— start of Supplied text —

Preparing a PR body template in advance makes life much easier for reviewers. Here's a suggested format for /scripts/pr-template.md:

markdown

## Goldilocks Resource Right-sizing
 
This PR was auto-generated based on VPA recommendations.
 
### Changes
 
| Service | Before CPU | After CPU | Before Memory | After Memory |
|---------|-----------|-----------|--------------|-------------|
| (populated by script) | | | | |
 
### Estimated Cost Savings
 
- Estimated monthly savings: $XXX (including Karpenter node size reduction)
 
### Verification Checklist
 
- [ ] Preview environment deployed successfully
- [ ] No CrashLoopBackOff after pod restarts
- [ ] Key metrics (response time, error rate) within normal range

Code Point	Description
`select(.containerName != "istio-proxy")`	Filters out sidecar container recommendations
`DELTA_THRESHOLD=0.2`	No PR for changes under 20% (noise prevention)
`target * 1.2` safety margin	Adds spike headroom on top of average-based recommendations
`set -euo pipefail`	Fail immediately on error; prevent execution in a broken state
`rm -rf "$REPO_DIR"`	Prevents clone directory conflicts on CronJob re-runs
`$CHANGED = true` check	Prevents empty PR creation when nothing changed

Step 2: Adding Preview Environments with Argo CD ApplicationSet

Auto-generating PRs is great, but without a way to verify "is this change actually safe?", there's always some anxiety. The most alarming case I personally encountered was a PR with under-provisioned recommendations getting merged. Using the ApplicationSet Pull Request Generator, you can automatically deploy changes to a preview namespace the moment a PR is opened, allowing validation before merge.

One important caveat: using {{branch}} directly as a namespace name causes two problems. First, branch names containing slashes (/) are not valid as Kubernetes namespace names. Second, they may exceed the 63-character length limit. The pattern below sanitizes the branch name to avoid both issues.

— end of Supplied text —
— start of Extracted records —

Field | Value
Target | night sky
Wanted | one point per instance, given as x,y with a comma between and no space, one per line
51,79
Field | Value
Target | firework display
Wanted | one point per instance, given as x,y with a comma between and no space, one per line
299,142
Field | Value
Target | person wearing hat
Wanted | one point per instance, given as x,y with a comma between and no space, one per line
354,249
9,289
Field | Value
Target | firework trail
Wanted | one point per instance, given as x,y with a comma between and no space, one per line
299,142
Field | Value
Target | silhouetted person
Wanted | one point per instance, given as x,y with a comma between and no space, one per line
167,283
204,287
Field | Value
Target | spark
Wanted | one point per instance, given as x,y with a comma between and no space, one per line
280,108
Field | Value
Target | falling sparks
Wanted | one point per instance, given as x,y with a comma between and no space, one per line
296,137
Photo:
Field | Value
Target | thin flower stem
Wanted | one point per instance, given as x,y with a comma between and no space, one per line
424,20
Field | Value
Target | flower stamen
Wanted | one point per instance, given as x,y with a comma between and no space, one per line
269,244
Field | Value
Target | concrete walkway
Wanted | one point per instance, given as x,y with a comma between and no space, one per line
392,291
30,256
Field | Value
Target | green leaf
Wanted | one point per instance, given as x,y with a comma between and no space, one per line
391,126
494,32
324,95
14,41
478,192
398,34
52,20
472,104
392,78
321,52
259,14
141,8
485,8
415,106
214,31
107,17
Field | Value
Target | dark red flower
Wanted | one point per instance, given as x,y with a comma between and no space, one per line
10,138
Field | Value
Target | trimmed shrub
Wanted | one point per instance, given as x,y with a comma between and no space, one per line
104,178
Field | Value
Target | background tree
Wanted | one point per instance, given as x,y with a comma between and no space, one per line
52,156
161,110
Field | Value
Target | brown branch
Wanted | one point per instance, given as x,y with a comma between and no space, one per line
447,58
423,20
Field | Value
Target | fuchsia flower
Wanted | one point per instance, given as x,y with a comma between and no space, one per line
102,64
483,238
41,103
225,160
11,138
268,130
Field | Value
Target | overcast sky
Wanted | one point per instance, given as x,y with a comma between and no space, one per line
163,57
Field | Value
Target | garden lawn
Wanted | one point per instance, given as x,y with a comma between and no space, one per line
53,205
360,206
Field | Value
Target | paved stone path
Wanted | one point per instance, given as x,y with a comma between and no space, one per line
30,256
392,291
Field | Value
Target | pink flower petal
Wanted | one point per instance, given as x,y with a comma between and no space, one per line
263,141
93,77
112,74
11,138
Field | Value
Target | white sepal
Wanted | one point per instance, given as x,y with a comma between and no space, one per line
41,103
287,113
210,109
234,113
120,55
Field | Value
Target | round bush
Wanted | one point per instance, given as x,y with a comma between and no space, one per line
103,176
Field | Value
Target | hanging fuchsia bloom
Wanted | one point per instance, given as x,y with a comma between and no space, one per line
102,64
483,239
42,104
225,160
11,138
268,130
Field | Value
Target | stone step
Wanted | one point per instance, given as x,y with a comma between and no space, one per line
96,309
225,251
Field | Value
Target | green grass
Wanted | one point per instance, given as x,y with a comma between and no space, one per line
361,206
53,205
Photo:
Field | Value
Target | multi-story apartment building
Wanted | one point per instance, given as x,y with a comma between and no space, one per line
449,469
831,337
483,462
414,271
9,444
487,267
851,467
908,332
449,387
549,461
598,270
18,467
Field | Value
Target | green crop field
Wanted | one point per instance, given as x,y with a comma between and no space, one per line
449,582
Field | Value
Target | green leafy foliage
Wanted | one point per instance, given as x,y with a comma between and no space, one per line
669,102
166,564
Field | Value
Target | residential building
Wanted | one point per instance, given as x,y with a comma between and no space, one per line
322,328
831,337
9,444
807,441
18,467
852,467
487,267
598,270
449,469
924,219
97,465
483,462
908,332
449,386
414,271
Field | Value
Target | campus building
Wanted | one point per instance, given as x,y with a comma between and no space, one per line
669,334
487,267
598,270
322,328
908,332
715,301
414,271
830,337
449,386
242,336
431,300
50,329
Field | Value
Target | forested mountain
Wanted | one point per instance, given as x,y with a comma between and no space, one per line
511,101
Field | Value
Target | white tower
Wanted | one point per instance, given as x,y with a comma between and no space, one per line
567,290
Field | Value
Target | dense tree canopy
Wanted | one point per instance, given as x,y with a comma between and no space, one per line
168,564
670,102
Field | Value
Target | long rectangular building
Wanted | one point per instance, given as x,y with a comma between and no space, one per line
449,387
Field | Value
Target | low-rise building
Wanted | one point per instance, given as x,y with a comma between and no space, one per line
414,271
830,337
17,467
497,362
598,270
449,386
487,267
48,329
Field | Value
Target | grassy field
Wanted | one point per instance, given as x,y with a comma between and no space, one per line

— end of Extracted records —

• _Set task 1_
Based on the Goldilocks right-sizing passage, answer yes or no to each statement and quote the words that decide it: (a) No PR is opened for changes under 20%. (b) Branch names with slashes are valid Kubernetes namespace names. (c) The safety margin lowers recommendations below the average.
• _Set task 2_
Carry the Goldilocks right-sizing passage forward from its last sentence.
These entries are separate material and are not part of the Goldilocks right-sizing passage.

• _Task response 1_
(a) Yes: "No PR for changes under 20% (noise prevention)"
(b) No: "branch names containing slashes (/) are not valid as Kubernetes namespace names"
(c) No: "Adds spike headroom on top of average-based recommendations"

• _Task response 2_
yaml

# resource-update-preview-appset.yaml
apiVersion: argoproj.io/v1alpha1
kind: ApplicationSet
metadata:
  name: resource-update-previews
  namespace: argocd
spec:
  generators:
  - pullRequest:
      github:
        owner: my-org
        repo: k8s-manifests
        labels:
        - resource-optimization   # Filter only Goldilocks PRs
        tokenRef:
          secretName: github-token
          key: token
      requeueAfterSeconds: 300   # Re-check PR status every 5 minutes
  template:
    metadata:
      # Remove slashes + truncate to 50 chars for valid namespace name
      name: "preview-{{branch | replace '/' '-' | truncate 50}}"
    spec:
      project: default
      source:
        repoURL: https://github.com/my-org/k8s-manifests
        targetRevision: "{{head_sha}}"
        path: helm/my-app
        helm:
          valueFiles:
          - values.yaml
      destination:
        server: https://kubernetes.default.svc
        namespace: "preview-{{branch | replace '/' '-' | truncate 50}}"
      syncPolicy:
        automated:
          prune: true
          selfHeal: true
        syncOptions:
        - CreateNamespace=true
        - ServerSideApply=true

Pull Request Generator: Argo CD detects PRs with the specified label and automatically creates Application objects. requeueAfterSeconds: 300 sets the interval for re-checking PR status and detecting newly opened PRs. When a PR is closed, the Application is automatically deleted.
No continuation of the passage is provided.